→ SUPPLIED MATERIAL:

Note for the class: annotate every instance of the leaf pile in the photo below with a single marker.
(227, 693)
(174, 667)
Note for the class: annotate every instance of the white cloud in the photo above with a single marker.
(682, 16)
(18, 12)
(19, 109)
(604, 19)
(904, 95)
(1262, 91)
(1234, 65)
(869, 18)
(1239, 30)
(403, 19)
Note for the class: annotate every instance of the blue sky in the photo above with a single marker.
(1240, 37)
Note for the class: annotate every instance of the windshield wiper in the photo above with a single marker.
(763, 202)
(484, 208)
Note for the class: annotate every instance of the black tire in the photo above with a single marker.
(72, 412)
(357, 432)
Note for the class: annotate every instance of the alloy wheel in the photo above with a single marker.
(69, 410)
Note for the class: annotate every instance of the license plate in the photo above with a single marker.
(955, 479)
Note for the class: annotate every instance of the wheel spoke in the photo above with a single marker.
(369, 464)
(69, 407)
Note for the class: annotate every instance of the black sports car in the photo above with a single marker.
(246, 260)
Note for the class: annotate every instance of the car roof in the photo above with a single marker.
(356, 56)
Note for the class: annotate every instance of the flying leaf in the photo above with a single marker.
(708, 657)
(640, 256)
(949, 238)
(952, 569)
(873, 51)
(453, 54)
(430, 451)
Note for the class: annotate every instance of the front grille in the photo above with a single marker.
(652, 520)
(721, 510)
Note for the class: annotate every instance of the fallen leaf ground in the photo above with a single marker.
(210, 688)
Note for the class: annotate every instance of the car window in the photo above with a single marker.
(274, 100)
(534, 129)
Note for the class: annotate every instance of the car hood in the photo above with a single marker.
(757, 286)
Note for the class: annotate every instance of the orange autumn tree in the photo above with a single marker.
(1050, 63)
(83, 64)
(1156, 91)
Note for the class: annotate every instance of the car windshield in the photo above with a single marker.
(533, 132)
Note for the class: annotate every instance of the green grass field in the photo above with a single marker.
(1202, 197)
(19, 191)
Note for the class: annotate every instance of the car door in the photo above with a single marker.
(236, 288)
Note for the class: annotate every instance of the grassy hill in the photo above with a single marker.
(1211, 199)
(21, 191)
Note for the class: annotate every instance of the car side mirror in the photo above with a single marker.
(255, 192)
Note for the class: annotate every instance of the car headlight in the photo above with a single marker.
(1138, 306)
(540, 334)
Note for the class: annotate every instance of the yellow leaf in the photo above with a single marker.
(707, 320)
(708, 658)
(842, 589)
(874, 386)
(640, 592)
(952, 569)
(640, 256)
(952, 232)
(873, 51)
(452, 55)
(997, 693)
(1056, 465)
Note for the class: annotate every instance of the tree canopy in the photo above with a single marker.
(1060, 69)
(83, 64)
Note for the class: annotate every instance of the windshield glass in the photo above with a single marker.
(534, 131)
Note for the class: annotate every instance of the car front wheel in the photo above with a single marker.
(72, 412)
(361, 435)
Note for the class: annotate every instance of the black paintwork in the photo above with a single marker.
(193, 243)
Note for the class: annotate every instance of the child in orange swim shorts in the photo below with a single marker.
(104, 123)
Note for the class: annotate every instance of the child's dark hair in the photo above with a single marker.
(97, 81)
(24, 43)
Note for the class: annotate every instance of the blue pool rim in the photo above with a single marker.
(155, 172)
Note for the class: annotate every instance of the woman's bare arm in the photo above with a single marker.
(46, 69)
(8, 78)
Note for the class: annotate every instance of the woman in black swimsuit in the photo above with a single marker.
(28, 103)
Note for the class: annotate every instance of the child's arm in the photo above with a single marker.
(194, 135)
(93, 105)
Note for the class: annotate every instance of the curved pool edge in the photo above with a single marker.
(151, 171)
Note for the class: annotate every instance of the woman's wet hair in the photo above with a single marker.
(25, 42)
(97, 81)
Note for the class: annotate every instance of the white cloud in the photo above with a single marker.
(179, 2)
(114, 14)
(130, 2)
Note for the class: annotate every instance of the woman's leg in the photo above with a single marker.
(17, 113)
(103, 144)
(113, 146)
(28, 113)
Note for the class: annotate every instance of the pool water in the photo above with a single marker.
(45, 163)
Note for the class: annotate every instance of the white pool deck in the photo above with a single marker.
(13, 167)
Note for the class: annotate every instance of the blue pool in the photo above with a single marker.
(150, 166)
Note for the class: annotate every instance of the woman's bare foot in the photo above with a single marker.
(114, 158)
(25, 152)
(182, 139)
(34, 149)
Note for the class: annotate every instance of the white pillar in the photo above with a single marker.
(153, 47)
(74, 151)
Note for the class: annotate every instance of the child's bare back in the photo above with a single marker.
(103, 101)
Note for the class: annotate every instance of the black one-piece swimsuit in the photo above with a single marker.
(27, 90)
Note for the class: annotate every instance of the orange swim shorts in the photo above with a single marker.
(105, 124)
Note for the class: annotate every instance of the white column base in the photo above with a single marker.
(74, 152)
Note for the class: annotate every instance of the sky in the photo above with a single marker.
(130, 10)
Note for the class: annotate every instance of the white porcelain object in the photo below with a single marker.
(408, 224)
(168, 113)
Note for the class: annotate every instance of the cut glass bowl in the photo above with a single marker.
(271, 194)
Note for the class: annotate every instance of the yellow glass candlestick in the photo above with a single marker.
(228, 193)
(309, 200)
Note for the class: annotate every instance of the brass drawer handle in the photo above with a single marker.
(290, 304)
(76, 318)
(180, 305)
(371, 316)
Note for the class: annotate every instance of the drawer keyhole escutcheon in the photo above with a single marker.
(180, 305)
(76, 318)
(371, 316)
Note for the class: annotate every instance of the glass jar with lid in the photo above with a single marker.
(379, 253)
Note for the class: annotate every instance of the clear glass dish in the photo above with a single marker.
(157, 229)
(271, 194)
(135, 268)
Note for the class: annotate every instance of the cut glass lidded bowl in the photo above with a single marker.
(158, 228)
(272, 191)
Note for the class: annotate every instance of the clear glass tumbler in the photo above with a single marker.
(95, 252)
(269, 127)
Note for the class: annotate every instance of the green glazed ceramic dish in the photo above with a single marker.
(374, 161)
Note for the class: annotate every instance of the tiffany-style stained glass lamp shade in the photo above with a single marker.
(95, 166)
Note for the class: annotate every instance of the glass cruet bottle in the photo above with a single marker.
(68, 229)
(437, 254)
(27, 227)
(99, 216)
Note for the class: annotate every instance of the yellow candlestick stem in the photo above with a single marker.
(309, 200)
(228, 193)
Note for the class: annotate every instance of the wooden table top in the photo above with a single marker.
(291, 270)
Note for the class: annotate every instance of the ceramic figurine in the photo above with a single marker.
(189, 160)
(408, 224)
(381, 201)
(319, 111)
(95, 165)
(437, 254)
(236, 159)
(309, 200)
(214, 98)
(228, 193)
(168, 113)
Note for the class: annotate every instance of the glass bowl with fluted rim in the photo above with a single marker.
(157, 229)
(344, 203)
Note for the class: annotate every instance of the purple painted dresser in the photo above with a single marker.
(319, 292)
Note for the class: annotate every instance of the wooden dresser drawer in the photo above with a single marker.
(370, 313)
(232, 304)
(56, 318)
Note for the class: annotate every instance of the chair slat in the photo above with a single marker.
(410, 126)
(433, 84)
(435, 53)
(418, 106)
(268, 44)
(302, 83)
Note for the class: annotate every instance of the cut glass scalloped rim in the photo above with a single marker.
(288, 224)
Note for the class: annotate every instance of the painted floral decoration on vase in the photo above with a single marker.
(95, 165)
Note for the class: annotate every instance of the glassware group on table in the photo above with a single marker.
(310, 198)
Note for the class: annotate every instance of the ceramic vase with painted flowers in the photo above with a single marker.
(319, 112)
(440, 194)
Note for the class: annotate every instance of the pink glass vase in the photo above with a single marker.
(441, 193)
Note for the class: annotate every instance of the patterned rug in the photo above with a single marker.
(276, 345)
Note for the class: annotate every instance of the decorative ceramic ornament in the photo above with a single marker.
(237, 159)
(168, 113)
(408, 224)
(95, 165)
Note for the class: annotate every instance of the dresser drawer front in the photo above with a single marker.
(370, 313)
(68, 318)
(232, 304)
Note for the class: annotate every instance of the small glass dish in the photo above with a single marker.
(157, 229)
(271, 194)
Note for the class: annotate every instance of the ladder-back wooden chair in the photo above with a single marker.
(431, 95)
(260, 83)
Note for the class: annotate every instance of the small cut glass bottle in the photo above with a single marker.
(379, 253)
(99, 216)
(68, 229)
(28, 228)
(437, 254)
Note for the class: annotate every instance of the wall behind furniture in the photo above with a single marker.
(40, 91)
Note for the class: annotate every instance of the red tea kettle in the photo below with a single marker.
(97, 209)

→ WHAT THIS TASK INVOLVES: All lines from the one containing "Note for the class: annotate every instance of the pink" down to the final line above are to be restated word for word; leave out the rest.

→ ANSWER TO THIS PROBLEM:
Note for the class: annotate every instance of the pink glass vase in the photo above with a single marker.
(441, 193)
Note for the class: annotate every instance of the patterned rug in the photo above with a single marker.
(276, 345)
Note for the class: annotate every instance of the decorative ceramic ornament in the photo above with a single marker.
(237, 159)
(168, 113)
(408, 224)
(95, 165)
Note for the class: annotate every instance of the dresser drawer front in the photo above with a single marker.
(370, 313)
(68, 318)
(232, 304)
Note for the class: annotate every instance of the small glass dish in the photo above with a single marker.
(157, 229)
(271, 194)
Note for the class: annotate every instance of the ladder-back wooden chair in the photo above with a single marker.
(431, 95)
(260, 83)
Note for the class: annotate every instance of the small cut glass bottle in the photo above with a single marker.
(379, 253)
(99, 216)
(68, 229)
(28, 228)
(437, 254)
Note for the class: annotate every instance of the wall behind furniture in the photo above with a single marker.
(40, 91)
Note for the class: annotate every instance of the red tea kettle in the photo below with a single marker.
(97, 209)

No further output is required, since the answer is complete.